** Text block **
Tobi Lutke built an AI agent that only works in public. It accidentally recreated the apprenticeship model I've been arguing for. Capability over functionality, taste over technique, and why the best AI rollouts look like a German Lehrwerkstatt.

Tobi built the thing I've been talking about

Tobi Lutke posted a piece this week about River, Shopify's internal AI agent. 5,938 employees used it in the last 30 days. It opened 1,870 pull requests in a single week. One in eight merged PRs was authored by an AI, reviewed by a human.

That's impressive, but it's not the interesting part.

The interesting part is a constraint: River only works in public. No DMs. No private windows. Every conversation happens in Slack channels anyone at Shopify can see, search, and join. Tobi works with River in #tobi_river — over 100 people watch, react, add context, pick up threads, and learn.

He has a German word for it: Lehrwerkstatt. A teaching workshop. The whole shop floor is the classroom.

When I read this, I felt like someone had built the production version of something I've been arguing for in panels and on the Hong Kong AI Podcast.

Capability, not functionality

At the Snowball Asia panel, I said something that I keep coming back to:

We should think about rolling out AI in terms of capability rather than functionality.

It sounds a little wuwu. But the distinction matters. Functionality is a feature list — the agent can query a data warehouse, open PRs, run tests. Capability is what a team can now do that it couldn't before. The difference is organizational, not technical.

When you roll out AI as functionality, you get a tool adoption problem. Usage dashboards. Training sessions. ROI spreadsheets that nobody believes.

When you roll out AI as capability, you get something closer to what Tobi describes — a support engineer in #help_checkout watches a backend engineer get River to find the right log query, and the next day she does the same thing herself. No training plan. No curriculum. Osmosis.

That's capability transfer, not feature deployment.

What good sauce tastes like

I keep using a cooking metaphor because it lands with non-technical audiences:

You don't need to know how the sauce is made as much anymore, but you need to know what a good sauce tastes like. You need to have a mental model in your mind of how to get to a good sauce.

This is exactly what's happening in Tobi's #tobi_river channel. When 100 people watch a CEO work with an AI agent, they're not learning the agent's API. They're developing taste — the ability to look at a prompt, a code review, a debugging session, and know whether it's heading somewhere good or somewhere generic.

** Dataset excerpt **
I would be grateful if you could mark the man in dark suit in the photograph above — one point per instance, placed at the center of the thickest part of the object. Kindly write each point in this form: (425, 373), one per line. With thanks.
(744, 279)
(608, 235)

** Short exercise 1 **
From the piece on Shopify's River agent, return the passage starting with "That's impressive, but" and going on through "rather than functionality.".
** Short exercise 2 **
List every action that the piece on Shopify's River agent says the more than 100 people in #tobi_river take.

** Complete answer 1 **
That's impressive, but it's not the interesting part.

The interesting part is a constraint: River only works in public. No DMs. No private windows. Every conversation happens in Slack channels anyone at Shopify can see, search, and join. Tobi works with River in #tobi_river — over 100 people watch, react, add context, pick up threads, and learn.

He has a German word for it: Lehrwerkstatt. A teaching workshop. The whole shop floor is the classroom.

When I read this, I felt like someone had built the production version of something I've been arguing for in panels and on the Hong Kong AI Podcast.

Capability, not functionality

At the Snowball Asia panel, I said something that I keep coming back to:

We should think about rolling out AI in terms of capability rather than functionality.

** Complete answer 2 **
- Watch
- React
- Add context
- Pick up threads
- Learn